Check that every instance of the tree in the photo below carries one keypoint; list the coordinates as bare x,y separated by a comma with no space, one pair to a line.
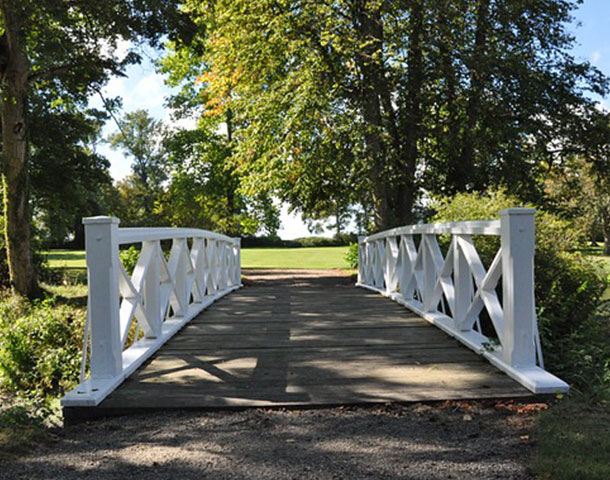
68,47
445,96
68,177
202,191
141,138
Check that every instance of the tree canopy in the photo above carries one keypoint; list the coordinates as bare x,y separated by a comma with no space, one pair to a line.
393,99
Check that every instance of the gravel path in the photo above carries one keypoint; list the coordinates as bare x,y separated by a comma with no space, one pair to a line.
452,441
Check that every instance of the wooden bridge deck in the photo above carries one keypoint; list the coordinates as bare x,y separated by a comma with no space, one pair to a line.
301,339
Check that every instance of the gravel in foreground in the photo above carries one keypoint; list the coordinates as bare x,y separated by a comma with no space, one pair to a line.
456,440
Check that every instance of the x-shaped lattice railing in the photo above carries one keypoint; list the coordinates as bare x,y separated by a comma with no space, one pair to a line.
157,299
453,289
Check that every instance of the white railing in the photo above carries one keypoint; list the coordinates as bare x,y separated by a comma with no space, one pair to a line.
451,291
130,316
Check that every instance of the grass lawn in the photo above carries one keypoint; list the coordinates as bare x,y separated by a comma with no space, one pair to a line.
573,442
298,258
307,257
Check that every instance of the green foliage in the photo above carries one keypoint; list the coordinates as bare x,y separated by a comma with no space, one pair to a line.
40,346
129,258
343,103
568,286
572,441
141,138
351,256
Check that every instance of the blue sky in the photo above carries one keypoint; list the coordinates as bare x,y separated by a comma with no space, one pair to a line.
144,88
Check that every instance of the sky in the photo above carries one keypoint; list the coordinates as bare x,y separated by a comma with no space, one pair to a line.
144,88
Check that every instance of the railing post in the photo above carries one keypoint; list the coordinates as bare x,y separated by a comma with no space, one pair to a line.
361,259
463,286
429,272
102,250
237,279
517,237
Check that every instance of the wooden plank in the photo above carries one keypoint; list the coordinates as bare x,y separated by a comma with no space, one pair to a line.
302,341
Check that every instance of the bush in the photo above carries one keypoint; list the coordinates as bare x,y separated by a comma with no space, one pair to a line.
351,256
40,346
568,286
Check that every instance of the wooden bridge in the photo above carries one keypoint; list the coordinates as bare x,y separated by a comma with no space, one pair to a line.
163,337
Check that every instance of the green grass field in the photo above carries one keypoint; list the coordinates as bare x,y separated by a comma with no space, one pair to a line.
323,258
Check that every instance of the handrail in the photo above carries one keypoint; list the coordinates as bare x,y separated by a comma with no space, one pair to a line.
130,316
138,235
477,227
451,290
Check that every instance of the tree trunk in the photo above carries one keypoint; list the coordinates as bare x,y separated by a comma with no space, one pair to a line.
605,214
14,71
412,125
367,23
462,173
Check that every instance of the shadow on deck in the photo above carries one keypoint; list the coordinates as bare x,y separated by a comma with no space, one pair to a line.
304,339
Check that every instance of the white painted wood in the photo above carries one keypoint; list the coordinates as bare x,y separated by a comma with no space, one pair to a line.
429,282
519,349
101,242
478,227
189,281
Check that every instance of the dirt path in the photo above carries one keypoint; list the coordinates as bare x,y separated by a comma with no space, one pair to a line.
453,441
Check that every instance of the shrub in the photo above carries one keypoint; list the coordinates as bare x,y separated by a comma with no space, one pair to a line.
568,286
351,256
40,346
129,258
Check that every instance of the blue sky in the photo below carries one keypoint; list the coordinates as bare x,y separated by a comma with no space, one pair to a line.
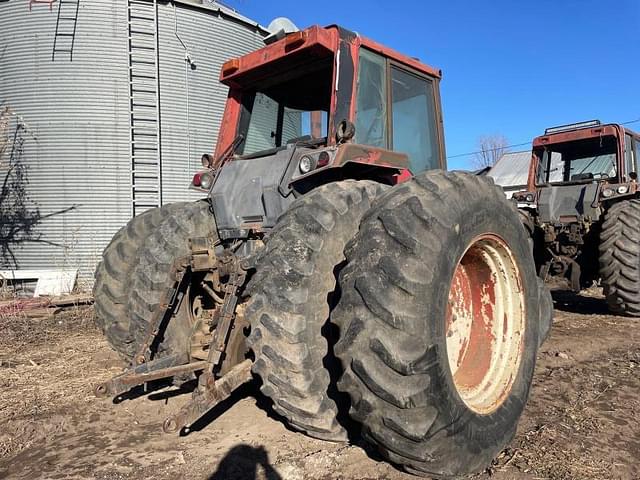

Task statement
Identify each line of the entries above that contains the string "gravel" and copy those lines. Case counts, so only matches with the same capitalization qualify.

Response to this task
Check that every instance of the gravel path in the photo above carries one keypoint; list the coordinates as bare x,y separated by a comma with no space, one pair to a line.
Check that every instance of the gravel in foreground in the photo above carries one keypoint; list the coordinates as bare x,y separated by a comma with no space, one pair to a line.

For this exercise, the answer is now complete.